● **Records to use**:
________

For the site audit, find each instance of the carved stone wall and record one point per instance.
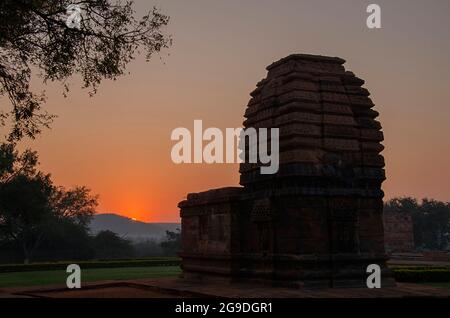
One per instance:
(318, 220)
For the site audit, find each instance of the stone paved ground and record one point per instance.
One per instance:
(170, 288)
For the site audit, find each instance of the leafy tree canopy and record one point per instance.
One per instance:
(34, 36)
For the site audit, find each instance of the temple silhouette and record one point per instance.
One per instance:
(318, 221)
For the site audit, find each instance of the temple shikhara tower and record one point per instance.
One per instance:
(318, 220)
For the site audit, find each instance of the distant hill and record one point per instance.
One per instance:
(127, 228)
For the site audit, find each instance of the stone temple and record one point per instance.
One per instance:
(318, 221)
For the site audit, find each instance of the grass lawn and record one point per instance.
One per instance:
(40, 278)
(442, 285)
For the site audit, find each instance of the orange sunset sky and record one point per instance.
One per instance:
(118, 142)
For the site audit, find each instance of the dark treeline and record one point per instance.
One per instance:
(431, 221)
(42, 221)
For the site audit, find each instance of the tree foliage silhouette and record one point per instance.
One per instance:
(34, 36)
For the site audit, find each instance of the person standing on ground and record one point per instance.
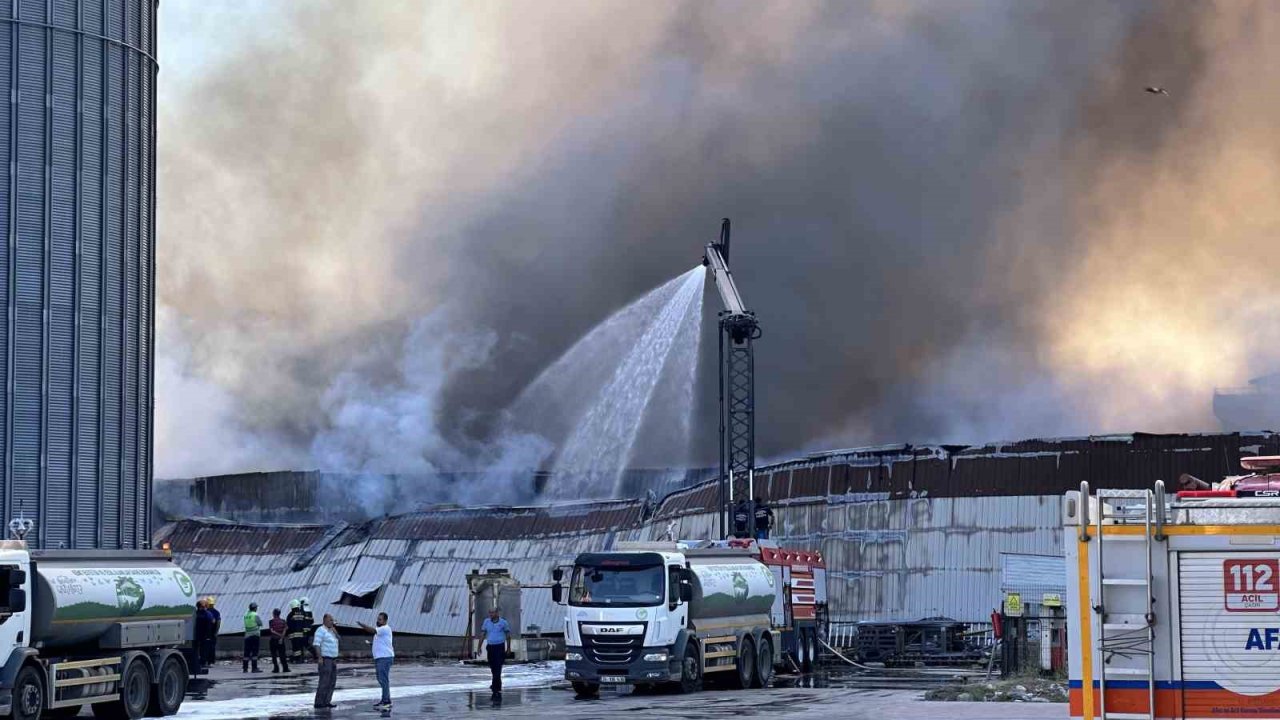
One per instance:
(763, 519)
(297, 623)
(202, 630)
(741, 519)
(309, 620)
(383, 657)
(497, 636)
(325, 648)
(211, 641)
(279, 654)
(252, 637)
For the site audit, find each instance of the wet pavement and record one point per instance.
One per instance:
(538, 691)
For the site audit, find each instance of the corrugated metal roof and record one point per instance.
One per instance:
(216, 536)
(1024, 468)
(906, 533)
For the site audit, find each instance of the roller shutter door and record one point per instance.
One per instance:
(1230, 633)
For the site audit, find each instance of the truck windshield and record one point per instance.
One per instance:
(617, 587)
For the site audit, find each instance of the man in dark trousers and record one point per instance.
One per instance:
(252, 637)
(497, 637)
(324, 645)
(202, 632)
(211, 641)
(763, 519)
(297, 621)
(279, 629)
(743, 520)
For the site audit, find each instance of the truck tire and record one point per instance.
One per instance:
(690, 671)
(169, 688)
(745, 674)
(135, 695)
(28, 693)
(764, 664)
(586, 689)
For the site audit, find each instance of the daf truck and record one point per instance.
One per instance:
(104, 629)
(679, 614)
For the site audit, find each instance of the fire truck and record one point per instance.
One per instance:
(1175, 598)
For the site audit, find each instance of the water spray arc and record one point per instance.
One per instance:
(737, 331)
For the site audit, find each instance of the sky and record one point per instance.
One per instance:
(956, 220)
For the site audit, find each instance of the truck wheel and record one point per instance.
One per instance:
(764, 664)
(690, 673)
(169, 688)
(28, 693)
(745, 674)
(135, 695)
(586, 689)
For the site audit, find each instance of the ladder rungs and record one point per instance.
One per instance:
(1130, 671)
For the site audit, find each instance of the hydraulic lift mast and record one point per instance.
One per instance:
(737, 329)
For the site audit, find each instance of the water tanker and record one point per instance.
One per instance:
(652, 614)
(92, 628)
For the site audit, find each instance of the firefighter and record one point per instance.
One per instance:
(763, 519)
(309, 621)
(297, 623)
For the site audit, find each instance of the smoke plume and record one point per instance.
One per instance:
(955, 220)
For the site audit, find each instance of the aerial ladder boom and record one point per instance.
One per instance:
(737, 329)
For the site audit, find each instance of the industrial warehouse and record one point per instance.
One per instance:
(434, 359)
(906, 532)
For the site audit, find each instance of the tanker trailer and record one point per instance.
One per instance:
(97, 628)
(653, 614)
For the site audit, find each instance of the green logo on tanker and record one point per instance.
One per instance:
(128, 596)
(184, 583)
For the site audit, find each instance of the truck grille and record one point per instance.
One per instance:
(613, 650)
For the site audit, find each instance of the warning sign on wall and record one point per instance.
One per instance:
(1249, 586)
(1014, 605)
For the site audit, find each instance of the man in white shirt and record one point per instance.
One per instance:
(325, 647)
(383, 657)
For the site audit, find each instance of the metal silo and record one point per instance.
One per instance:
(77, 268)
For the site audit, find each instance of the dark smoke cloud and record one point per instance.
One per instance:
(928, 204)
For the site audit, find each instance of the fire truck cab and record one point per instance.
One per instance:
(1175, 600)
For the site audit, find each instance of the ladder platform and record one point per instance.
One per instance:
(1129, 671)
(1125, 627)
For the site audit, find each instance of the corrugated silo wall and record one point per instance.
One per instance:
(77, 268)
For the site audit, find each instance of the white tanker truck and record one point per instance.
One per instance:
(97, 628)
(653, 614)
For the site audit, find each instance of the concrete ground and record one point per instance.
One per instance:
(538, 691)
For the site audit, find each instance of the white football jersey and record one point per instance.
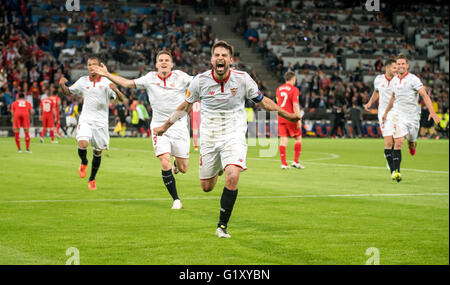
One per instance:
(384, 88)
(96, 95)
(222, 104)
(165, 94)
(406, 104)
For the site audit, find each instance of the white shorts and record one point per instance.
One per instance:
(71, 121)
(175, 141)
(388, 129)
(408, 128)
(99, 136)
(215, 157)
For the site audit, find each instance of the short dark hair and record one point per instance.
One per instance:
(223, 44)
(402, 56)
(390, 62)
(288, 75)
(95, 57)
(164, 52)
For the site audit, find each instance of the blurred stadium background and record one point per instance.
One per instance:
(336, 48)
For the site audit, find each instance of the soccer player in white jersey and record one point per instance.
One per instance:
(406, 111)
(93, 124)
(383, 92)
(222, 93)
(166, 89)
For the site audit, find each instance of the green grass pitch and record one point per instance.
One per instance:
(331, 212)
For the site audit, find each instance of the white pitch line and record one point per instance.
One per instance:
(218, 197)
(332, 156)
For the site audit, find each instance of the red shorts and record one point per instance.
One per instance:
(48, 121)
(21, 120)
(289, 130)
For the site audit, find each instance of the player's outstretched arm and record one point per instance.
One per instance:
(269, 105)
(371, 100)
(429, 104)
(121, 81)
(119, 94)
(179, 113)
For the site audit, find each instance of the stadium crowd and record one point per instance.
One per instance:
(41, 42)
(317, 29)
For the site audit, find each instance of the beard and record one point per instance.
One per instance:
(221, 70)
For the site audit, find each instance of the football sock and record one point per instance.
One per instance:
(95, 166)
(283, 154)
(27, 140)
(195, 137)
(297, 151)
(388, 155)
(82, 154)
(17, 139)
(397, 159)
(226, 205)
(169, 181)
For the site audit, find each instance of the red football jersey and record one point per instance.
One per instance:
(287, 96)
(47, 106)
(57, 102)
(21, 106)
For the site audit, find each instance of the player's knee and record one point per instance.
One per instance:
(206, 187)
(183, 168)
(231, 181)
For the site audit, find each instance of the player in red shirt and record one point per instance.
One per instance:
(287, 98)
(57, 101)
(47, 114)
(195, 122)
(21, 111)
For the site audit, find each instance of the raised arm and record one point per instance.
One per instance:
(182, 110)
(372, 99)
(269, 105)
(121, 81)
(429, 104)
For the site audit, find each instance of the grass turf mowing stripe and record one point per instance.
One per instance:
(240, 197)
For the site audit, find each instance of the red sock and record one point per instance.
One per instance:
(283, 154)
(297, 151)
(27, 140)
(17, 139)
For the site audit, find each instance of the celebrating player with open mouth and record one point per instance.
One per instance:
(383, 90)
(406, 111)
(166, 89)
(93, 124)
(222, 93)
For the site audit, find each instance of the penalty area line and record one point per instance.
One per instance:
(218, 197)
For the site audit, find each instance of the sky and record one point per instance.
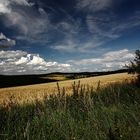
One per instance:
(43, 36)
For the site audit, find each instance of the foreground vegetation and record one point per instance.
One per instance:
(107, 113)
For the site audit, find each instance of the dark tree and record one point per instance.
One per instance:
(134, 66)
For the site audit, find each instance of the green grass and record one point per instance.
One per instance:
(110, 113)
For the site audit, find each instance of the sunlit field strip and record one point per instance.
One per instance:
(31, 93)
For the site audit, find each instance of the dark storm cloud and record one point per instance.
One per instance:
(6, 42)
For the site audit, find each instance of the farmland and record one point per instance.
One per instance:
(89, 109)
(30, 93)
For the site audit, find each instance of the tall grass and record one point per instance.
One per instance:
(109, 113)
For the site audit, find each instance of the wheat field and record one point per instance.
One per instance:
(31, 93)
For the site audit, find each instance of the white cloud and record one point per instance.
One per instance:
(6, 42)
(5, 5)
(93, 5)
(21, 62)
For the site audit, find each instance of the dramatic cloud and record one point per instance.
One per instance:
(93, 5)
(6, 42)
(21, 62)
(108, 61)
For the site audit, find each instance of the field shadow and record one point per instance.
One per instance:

________

● **Exercise description**: Report each line of the records that holds the word "silhouette".

● **Written solution**:
For the site audit, find each instance of the temple silhouette and record one point per instance.
For the site audit, find each instance of the tree foliage silhouette and record one point per instance.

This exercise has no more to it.